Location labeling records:
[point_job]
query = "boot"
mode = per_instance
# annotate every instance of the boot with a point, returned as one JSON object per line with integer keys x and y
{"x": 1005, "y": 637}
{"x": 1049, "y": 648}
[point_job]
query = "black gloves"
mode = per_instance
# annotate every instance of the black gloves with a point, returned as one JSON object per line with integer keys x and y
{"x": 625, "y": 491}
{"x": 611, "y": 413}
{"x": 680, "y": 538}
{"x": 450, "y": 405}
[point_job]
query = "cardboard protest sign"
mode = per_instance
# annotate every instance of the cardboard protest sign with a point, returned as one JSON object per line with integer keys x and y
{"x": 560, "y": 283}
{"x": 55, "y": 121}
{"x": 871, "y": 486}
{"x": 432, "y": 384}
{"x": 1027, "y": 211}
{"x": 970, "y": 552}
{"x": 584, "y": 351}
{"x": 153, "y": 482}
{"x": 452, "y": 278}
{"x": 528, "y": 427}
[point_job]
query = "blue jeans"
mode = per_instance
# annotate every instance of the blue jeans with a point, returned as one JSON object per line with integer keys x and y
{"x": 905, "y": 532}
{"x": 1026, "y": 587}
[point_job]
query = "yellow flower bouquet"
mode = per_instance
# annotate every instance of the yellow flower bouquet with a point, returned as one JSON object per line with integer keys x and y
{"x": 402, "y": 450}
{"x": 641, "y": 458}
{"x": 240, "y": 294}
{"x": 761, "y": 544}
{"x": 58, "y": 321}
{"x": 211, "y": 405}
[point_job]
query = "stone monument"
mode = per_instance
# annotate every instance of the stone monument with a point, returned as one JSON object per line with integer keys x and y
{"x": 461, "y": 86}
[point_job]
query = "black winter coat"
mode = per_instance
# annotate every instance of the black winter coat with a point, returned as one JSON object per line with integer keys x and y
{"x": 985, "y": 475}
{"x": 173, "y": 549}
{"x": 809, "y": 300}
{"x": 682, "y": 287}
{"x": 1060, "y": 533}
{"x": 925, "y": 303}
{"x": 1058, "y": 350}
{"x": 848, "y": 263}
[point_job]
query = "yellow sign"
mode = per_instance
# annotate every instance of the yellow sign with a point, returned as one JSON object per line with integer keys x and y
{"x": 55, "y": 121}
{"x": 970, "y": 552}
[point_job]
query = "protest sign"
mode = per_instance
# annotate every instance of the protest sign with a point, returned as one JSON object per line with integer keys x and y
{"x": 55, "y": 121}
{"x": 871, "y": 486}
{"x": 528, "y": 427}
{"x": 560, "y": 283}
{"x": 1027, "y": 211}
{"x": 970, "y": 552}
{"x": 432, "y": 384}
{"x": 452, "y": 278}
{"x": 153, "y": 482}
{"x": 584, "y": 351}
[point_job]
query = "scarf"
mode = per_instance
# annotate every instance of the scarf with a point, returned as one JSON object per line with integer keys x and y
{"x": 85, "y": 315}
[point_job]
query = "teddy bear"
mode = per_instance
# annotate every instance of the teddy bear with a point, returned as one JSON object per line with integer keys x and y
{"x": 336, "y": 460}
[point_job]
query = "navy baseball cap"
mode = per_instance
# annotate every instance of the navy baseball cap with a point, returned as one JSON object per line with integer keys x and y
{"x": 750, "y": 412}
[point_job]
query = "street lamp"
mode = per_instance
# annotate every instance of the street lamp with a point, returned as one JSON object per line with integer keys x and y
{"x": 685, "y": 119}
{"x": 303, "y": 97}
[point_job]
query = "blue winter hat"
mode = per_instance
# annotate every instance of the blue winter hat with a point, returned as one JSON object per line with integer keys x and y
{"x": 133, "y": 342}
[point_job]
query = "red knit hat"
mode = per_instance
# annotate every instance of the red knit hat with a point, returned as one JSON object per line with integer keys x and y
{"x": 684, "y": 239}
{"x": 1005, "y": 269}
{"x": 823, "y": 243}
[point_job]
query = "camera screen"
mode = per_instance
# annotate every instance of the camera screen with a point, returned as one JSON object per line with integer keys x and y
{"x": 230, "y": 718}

Problem description: Return all of the entries exactly as written.

Result for this task:
[point_job]
query = "boot"
mode = per_instance
# annotate every instance of the boot with a point, returned as one JSON object per line with integer keys x and y
{"x": 1005, "y": 637}
{"x": 1049, "y": 648}
[point_job]
query = "black gloves"
mode = per_instance
# annotate every instance of the black gloves with a point, returned as one JSON object per line with integer keys x and y
{"x": 625, "y": 491}
{"x": 611, "y": 413}
{"x": 680, "y": 538}
{"x": 450, "y": 405}
[point_job]
query = "cardboard protest sign"
mode = per_instance
# annotate every instance of the cardboard protest sign with a point, returned as one JSON object per line with integer keys x and y
{"x": 560, "y": 283}
{"x": 55, "y": 121}
{"x": 871, "y": 486}
{"x": 432, "y": 384}
{"x": 1027, "y": 211}
{"x": 970, "y": 552}
{"x": 584, "y": 351}
{"x": 153, "y": 482}
{"x": 452, "y": 278}
{"x": 528, "y": 427}
[point_job]
query = "blue jeans"
mode = per_instance
# annotate every instance of the blue jeans with a point, returned as one JSON object per line with integer keys x and y
{"x": 905, "y": 532}
{"x": 1026, "y": 587}
[point_job]
query = "yellow flower bouquet"
mode = per_instance
# annotate every instance of the yellow flower bouquet with a point, returned as one JSON object per line with integer keys x and y
{"x": 402, "y": 450}
{"x": 641, "y": 458}
{"x": 240, "y": 294}
{"x": 761, "y": 544}
{"x": 58, "y": 321}
{"x": 211, "y": 405}
[point_job]
query = "stone monument"
mode = per_instance
# annotate every instance of the stone monument with a point, returned as one JSON object per line with integer keys x and y
{"x": 461, "y": 86}
[point_job]
query = "black winter coat"
mode = per_instance
# annotate every instance of the black winter coat with a point, returned as one JSON object per line with integer keys x and y
{"x": 985, "y": 475}
{"x": 173, "y": 549}
{"x": 809, "y": 300}
{"x": 682, "y": 287}
{"x": 1060, "y": 533}
{"x": 925, "y": 303}
{"x": 1058, "y": 350}
{"x": 848, "y": 263}
[point_job]
query = "yellow sign"
mode = per_instance
# annotate every instance of the yellow sign with a point, returned as one JSON object per line with integer keys x and y
{"x": 55, "y": 121}
{"x": 970, "y": 552}
[point_job]
query = "protest sign"
mode = per_instance
# annotate every instance of the protest sign with a point, returned as one JSON object per line with integer keys x and y
{"x": 55, "y": 121}
{"x": 871, "y": 486}
{"x": 528, "y": 427}
{"x": 560, "y": 283}
{"x": 1027, "y": 211}
{"x": 970, "y": 552}
{"x": 432, "y": 384}
{"x": 452, "y": 278}
{"x": 153, "y": 482}
{"x": 584, "y": 351}
[point_job]
query = "scarf"
mode = per_instance
# annotate every instance of the scarf with a point, returned as one JSON object per line with integer keys x and y
{"x": 85, "y": 315}
[point_job]
query = "teddy bear"
mode = per_instance
# annotate every instance of the teddy bear with a point, returned as one JSON object per line with integer keys x and y
{"x": 336, "y": 460}
[point_job]
query = "navy baseball cap"
mode = per_instance
# annotate every instance of the navy baseball cap with a point, returned as one JSON object per line with integer keys x and y
{"x": 750, "y": 412}
[point_job]
query = "street lamp"
mode = per_instance
# annotate every instance of the street lamp with a point, returned as one JSON object per line with integer keys x and y
{"x": 685, "y": 119}
{"x": 303, "y": 97}
[point_job]
query = "blue winter hat"
mode = per_instance
# annotate every instance of the blue winter hat with a point, returned as one JSON object per line with integer keys x and y
{"x": 133, "y": 342}
[point_job]
query = "red knit hat"
mode = per_instance
# annotate every instance of the red knit hat with a point, returned as one JSON object per line with integer keys x and y
{"x": 684, "y": 239}
{"x": 1005, "y": 269}
{"x": 823, "y": 243}
[point_job]
query = "camera screen"
mode = per_instance
# annotate every instance of the camera screen with a point, returned as one JSON object per line with integer keys x and y
{"x": 230, "y": 718}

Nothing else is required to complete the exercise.